Review: Blueprint: Bigger. Better. Back.

PHOEBE LUCKHURST watched in awe as underwear flew over her head towards Cambridge’s first boyband.

Blueprint Queens'

Thursday 11th March, Queen's Fitzpatrick Hall, £8.50/6.50

 

 

I begin with a kernel of history from the annals of Luckhurst family anecdotes. When I was ten, I got so excited about seeing Five (or rather, 5ive) at the S.E.C.C. that I actually threw up all about half an hour before departure. I was sent to bed with a basin and a Roald Dahl book. He’d scare some sense into me. We all know what happened to Veruca Salt.

Luckily, my anticipation for seeing Blueprint ("Bigger. Better. Back.") proved not to be quite as much of an emetic. Now. My expectations were high. Being lucky enough (or as some of Blueprint’s more hysterical female fans might term it, ‘divinely blessed’) to be at the same college as Mr Ed 'Check out those guns' Stephenson, I had overheard the Blue-crew rehearsing in Catz bar a couple of times. I’m not going to lie, I’m pretty sure they were checking me out as I dropped three of my overdue library books next to the vending machine after a mistimed collision with a stray kerb. Plus, they are "better than food" (The Tab, 2010).
○ ○ ○ ○ ○ ○ ○
WHAT TO DO:
How would this sentence from the review read in Spanish: "I was sent to bed with a basin and a Roald Dahl book."?

DATA:
○ ○ ○ ○ ○ ○ ○
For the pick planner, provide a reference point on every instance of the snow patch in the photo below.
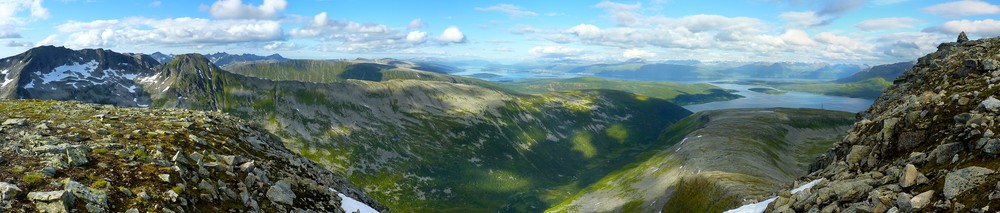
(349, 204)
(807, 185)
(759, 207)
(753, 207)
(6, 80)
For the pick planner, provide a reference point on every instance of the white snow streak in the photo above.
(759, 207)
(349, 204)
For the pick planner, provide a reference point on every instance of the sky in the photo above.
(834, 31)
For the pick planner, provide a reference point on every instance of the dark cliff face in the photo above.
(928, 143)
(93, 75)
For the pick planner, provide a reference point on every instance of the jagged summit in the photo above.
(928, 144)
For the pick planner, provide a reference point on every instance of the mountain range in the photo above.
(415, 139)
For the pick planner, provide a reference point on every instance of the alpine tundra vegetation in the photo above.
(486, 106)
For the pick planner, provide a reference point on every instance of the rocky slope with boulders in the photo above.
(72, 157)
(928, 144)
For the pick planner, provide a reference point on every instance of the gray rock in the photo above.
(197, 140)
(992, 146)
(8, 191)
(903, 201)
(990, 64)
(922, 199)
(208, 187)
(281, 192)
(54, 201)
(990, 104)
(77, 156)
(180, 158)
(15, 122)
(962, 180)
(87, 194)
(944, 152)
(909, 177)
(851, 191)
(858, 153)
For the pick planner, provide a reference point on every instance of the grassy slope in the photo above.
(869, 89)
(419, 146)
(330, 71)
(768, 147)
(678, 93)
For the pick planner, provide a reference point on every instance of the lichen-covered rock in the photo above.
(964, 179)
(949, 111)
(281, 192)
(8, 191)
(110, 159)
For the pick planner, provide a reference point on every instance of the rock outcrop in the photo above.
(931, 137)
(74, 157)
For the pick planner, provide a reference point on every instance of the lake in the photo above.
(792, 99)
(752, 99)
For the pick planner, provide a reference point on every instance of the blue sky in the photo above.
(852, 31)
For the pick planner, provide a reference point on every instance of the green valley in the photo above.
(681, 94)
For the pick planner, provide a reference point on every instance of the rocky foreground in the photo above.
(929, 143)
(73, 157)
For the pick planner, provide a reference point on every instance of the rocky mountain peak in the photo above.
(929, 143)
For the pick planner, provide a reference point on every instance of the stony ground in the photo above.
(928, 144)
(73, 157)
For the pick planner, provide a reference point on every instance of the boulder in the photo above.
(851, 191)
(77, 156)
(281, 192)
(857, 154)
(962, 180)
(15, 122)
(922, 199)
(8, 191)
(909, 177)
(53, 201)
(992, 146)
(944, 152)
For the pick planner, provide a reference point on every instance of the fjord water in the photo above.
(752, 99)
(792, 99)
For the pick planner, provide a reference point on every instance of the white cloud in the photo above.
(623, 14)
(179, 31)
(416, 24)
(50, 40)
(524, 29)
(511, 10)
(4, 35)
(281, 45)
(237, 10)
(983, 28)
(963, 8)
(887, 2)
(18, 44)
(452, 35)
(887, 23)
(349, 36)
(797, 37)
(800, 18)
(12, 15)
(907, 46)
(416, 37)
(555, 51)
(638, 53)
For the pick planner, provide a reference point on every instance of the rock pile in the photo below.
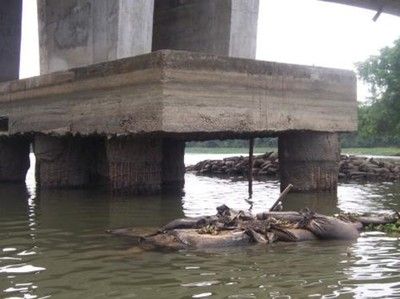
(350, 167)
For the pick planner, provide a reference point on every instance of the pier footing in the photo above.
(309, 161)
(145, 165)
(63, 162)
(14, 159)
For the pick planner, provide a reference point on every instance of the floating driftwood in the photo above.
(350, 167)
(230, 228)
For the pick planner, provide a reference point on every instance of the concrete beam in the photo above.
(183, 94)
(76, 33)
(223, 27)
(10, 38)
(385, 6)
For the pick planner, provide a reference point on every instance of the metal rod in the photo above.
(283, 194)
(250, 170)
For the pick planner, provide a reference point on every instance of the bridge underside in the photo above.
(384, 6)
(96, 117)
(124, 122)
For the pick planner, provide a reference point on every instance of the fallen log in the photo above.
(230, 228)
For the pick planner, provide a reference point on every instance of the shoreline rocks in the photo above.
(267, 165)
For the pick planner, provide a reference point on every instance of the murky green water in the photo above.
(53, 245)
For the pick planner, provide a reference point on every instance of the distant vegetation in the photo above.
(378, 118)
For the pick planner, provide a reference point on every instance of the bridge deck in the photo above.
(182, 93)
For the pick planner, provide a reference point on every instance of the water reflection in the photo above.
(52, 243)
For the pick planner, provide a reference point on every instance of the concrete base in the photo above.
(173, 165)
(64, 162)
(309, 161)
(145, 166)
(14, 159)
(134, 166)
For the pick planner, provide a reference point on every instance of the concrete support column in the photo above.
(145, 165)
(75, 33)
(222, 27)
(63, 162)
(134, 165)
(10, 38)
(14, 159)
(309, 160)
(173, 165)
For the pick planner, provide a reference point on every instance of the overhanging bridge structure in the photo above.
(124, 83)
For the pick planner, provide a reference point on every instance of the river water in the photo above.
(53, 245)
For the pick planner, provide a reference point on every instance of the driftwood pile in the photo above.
○ ○ ○ ○ ○ ○ ○
OUTPUT:
Me mandaron a la cama con una palangana y un libro de Roald Dahl.